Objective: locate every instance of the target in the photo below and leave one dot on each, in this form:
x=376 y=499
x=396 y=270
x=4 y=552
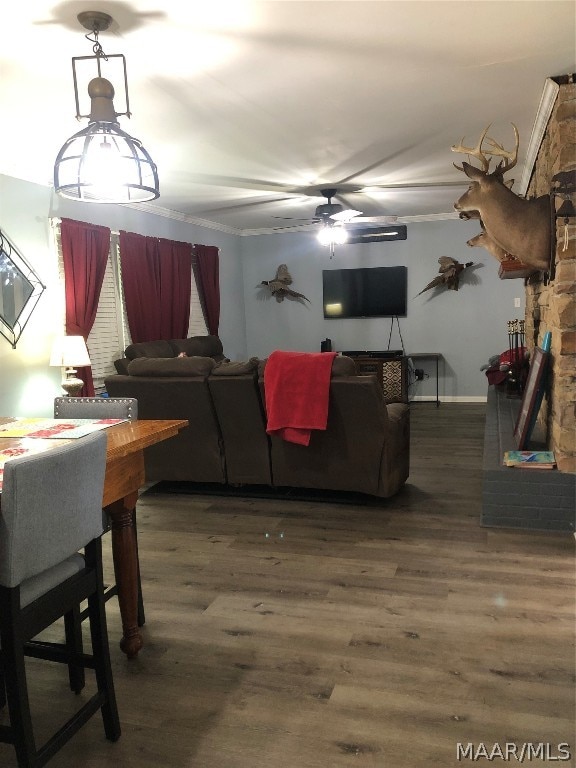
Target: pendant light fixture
x=102 y=163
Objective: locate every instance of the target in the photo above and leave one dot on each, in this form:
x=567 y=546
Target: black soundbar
x=388 y=353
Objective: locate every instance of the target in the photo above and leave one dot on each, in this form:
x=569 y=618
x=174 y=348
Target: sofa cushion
x=343 y=366
x=174 y=366
x=121 y=366
x=159 y=348
x=236 y=368
x=198 y=346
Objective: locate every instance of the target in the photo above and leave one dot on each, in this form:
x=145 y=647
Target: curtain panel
x=85 y=250
x=156 y=277
x=208 y=270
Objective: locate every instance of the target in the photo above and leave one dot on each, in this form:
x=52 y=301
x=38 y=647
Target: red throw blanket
x=297 y=385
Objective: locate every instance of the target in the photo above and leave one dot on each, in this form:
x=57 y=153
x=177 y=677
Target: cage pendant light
x=102 y=163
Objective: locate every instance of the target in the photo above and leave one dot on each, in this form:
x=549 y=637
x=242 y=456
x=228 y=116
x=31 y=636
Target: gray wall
x=27 y=383
x=466 y=326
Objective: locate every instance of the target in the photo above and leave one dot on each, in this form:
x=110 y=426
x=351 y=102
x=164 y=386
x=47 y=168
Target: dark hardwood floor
x=318 y=635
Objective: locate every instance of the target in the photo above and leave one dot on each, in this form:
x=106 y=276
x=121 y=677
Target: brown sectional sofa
x=365 y=448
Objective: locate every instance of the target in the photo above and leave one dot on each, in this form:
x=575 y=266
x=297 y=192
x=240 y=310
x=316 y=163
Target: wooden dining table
x=124 y=477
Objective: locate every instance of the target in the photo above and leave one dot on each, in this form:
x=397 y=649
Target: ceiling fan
x=333 y=217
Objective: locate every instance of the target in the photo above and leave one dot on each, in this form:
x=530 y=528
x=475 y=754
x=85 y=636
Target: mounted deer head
x=482 y=240
x=518 y=226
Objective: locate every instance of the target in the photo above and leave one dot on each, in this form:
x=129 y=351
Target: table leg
x=126 y=570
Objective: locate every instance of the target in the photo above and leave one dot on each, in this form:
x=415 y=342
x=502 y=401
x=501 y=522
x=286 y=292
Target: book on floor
x=530 y=459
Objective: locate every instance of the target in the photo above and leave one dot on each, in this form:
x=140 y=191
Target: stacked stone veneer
x=551 y=306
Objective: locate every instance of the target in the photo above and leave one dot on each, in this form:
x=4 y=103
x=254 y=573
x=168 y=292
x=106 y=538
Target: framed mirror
x=20 y=291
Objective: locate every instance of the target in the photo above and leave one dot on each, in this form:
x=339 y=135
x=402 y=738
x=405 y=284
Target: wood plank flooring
x=319 y=635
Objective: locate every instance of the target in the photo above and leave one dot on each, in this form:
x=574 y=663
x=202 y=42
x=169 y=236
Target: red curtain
x=85 y=249
x=156 y=277
x=207 y=264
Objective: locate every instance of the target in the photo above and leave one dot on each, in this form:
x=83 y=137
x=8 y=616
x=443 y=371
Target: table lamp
x=69 y=352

-=-=-=-=-

_Given task_
All of the entries above should be duplicated exactly, except for the pictures.

_Output for this task_
Objective: locate every instance of the target in the photo below and leave one dot on each, in this form:
x=376 y=499
x=396 y=270
x=4 y=552
Target: pendant light fixture
x=102 y=163
Objective: locate every instance of the target in the photo above and leave one dot on each, in this form:
x=567 y=546
Target: black soundbar
x=388 y=353
Objective: locate every instance of the target in the photo above and leave one dot on each, in this form:
x=569 y=618
x=174 y=348
Target: sofa cushion
x=343 y=366
x=174 y=366
x=121 y=366
x=159 y=348
x=236 y=368
x=198 y=346
Objective: locate every instance of the target in the photo above and leave one dot on each, in this form:
x=145 y=647
Target: curtain panel
x=85 y=250
x=156 y=277
x=208 y=270
Objective: locate every instance of the target in the photo above and leave one dot on each, in this form:
x=52 y=301
x=38 y=647
Target: red throw blanket
x=297 y=385
Objective: locate every instance of the target in the photo above and leave one dot on each, in this form:
x=57 y=153
x=177 y=677
Target: cage pendant light
x=102 y=163
Objective: locate every instance of the target in the photo above and leave one dot on each, in this form:
x=549 y=637
x=242 y=456
x=228 y=116
x=31 y=636
Target: gray wall
x=27 y=383
x=466 y=326
Objective: locate every instance of the target in the photo above and leave one dot on each, in this form:
x=110 y=426
x=351 y=102
x=164 y=386
x=47 y=168
Target: dark hardwood floor
x=318 y=635
Objective: locate every instance of the target in the photo above and leave one dot on each, in this form:
x=106 y=276
x=121 y=677
Target: brown sectional sofa
x=365 y=448
Objective: locate every instance of the target in the photo above and leave one dot on each, in this form:
x=575 y=266
x=297 y=192
x=240 y=310
x=316 y=163
Target: wooden dining table
x=124 y=477
Objective: locate every instance of the target in the photo above and leave one dot on each, in this form:
x=397 y=649
Target: ceiling fan
x=333 y=217
Objective: locate every instance of the target in the photo above and leave one dot on each, in this form:
x=530 y=528
x=475 y=754
x=85 y=636
Target: mounted deer head
x=482 y=240
x=518 y=226
Objective: locate every instance of the target in the photo above and leave one dot on each, in this form:
x=129 y=351
Target: table leg
x=126 y=570
Objective: locate every instance of the target in the photo above and leave one dot on each, in this form:
x=415 y=342
x=502 y=401
x=501 y=522
x=286 y=292
Target: book on floor
x=530 y=459
Objective: locate every instance of the target in the photo above and leave one dot on each, in this form:
x=140 y=191
Target: stacked stone veneer
x=551 y=306
Objective: locate every instance of the target in the photo above and leave one dot on each, in this form:
x=4 y=103
x=254 y=573
x=168 y=292
x=106 y=538
Target: framed mirror
x=20 y=291
Objective: locate every instance of the target in the photo above and leave one dot on each, in this form:
x=339 y=135
x=402 y=738
x=405 y=284
Target: wood plank flooring
x=319 y=635
Objective: locate every instance of the target in the photo above and leave one dot on each, in this form:
x=574 y=663
x=202 y=42
x=169 y=236
Target: red curtain
x=85 y=249
x=156 y=277
x=207 y=264
Objective: locate every instance of the target in the photo above and leave one dot on each, in this form:
x=83 y=137
x=8 y=616
x=443 y=371
Target: table lamp
x=69 y=352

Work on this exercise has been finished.